Objective :: Reproduce each of the following lines word for word, with no changes.

Supplied material ::
»»
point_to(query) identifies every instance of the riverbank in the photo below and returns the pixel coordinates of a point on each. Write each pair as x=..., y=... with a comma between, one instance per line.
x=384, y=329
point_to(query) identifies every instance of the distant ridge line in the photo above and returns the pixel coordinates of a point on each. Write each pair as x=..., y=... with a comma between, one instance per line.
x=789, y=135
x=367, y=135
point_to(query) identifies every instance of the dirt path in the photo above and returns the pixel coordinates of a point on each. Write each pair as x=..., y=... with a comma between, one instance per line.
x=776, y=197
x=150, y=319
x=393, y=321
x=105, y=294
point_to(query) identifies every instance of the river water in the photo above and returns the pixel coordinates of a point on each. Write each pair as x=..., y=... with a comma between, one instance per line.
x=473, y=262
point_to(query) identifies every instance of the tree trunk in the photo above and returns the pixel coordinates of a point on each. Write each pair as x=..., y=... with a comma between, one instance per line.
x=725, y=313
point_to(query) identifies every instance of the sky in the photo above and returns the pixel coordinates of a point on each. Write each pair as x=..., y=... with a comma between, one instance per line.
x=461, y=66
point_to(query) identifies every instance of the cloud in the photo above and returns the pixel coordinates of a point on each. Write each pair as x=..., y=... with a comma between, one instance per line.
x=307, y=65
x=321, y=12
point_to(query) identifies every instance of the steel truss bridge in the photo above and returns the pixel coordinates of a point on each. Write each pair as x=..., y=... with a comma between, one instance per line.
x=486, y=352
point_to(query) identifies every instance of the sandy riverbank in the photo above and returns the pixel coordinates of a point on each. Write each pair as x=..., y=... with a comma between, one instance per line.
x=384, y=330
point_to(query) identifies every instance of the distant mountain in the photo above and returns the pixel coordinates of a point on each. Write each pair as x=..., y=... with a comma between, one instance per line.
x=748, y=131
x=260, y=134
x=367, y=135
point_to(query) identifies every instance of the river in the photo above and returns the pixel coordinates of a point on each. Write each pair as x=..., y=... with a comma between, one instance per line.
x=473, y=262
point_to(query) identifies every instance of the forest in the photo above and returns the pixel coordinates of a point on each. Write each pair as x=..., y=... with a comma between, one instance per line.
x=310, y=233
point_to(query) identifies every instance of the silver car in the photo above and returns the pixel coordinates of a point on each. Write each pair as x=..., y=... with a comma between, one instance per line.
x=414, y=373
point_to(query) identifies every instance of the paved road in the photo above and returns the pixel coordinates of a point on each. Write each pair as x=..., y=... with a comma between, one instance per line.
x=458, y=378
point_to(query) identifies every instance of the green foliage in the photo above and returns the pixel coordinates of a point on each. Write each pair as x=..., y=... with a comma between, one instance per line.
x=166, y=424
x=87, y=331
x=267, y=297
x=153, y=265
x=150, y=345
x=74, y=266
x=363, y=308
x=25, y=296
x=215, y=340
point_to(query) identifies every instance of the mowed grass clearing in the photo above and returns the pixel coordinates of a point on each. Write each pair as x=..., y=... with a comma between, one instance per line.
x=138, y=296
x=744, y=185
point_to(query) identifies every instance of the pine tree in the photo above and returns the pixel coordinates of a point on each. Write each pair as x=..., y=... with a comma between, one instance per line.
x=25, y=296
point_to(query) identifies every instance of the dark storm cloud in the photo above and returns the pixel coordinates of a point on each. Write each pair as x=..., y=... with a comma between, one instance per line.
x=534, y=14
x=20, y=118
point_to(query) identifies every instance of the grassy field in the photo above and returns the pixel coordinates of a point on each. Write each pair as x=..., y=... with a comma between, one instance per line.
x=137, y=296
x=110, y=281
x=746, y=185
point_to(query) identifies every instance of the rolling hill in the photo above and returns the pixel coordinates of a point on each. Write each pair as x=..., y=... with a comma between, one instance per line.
««
Solution for this exercise ::
point_to(query) identifies every instance of the riverbank in the photo below and returns the pixel coordinates of a point on each. Write each pair as x=..., y=... with a comma between, one instance per line.
x=384, y=329
point_to(query) identifies every instance of the distant ridge line in the photo above and returns the pixel coordinates of a point on each. Write each pair as x=..., y=... with a comma between, one instance per line.
x=789, y=135
x=367, y=135
point_to(query) identifies every instance of the dirt path in the photo above and returns the pixel coordinates of a point on each. Write each pair as x=..., y=... with a comma between, one instance per line.
x=776, y=197
x=150, y=319
x=393, y=321
x=105, y=294
point_to(query) identifies every instance of the river water in the photo above and returns the pixel coordinates of a point on each. Write each pair as x=..., y=... with a comma between, one instance per line.
x=473, y=262
point_to(query) identifies every instance of the tree trunk in the photo above and returns the pixel coordinates of a point on each. Write each pair as x=..., y=... with a comma between, one instance per line.
x=725, y=313
point_to(query) identifies every instance of the sky in the photo above and returns the pixel coordinates of a point on each. Write each pair as x=..., y=... with a comma between, one instance per line.
x=461, y=66
point_to(query) identifies every instance of the cloud in the photo above and returns the pixel coordinates of a point on each. Write each pair as x=..., y=... with a comma between, one instance per line.
x=307, y=65
x=321, y=12
point_to(query) identifies every instance of the steel truss bridge in the photo above and returns the pixel coordinates of a point on each. Write each pair as x=..., y=... with a comma between, one instance per line.
x=486, y=352
point_to(query) identifies every instance of the sandy riverbank in the photo above and returns the pixel coordinates of a point on each. Write each pair as x=..., y=... with a comma between, one instance per line.
x=384, y=330
point_to(query) identifies every instance of the distant mountain in the photo above and returns the pixel coordinates of a point on each. Write each pair as x=..., y=... with a comma between, one instance per line.
x=748, y=131
x=260, y=134
x=367, y=135
point_to(query) identifies every instance of the river in the photo above and returns the pixel coordinates of a point on each. Write each pair as x=..., y=... with a comma between, one instance per line.
x=473, y=262
point_to(query) identifies every instance of the forest in the photo above and returns the pixel coordinates of a point on each. Write each pair as x=..., y=... with a comma between, one instance per line.
x=310, y=233
point_to(query) identifies every instance of the silver car in the photo above and returns the pixel coordinates of a point on each. Write each pair as x=..., y=... with a comma between, one instance per line.
x=414, y=373
point_to(query) identifies every instance of the paved road in the photo above and returns the pixel coordinates of a point on each. Write each pair as x=..., y=... with a comma between, one instance per line.
x=458, y=378
point_to(query) identifies every instance of the green foliage in the photo above and returns the pixel coordinates of a point on each. Write each pair as x=..., y=... with a comma between, one instance per line.
x=166, y=424
x=87, y=331
x=267, y=297
x=153, y=265
x=150, y=345
x=74, y=266
x=363, y=308
x=25, y=296
x=215, y=340
point_to(query) identifies every instance of the mowed grass clearing in the photo above and returns the pixel coordinates of a point on each. Write each pair as x=..., y=... with a comma between, one instance per line.
x=138, y=296
x=744, y=185
point_to(query) identifies every instance of the pine tree in the photo above and returns the pixel coordinates of a point on each. Write each pair as x=..., y=... with a comma between, one instance per line.
x=25, y=296
point_to(query) identifies every instance of the dark storm cloud in the photo above and returns the pixel coordinates of a point on each. Write each pair as x=..., y=... with a comma between, one instance per line.
x=534, y=14
x=20, y=118
point_to(query) identifies every instance of the grassy field in the photo above and returns the pixel coordinates of a point on each. Write each pair as x=..., y=... with a comma between, one instance per line.
x=137, y=296
x=110, y=281
x=746, y=185
point_to(query) identifies every instance of the rolling hill in the photo above and returns the pixel coordinates of a point on each. Write each pair as x=..., y=... with a comma between, one instance per line.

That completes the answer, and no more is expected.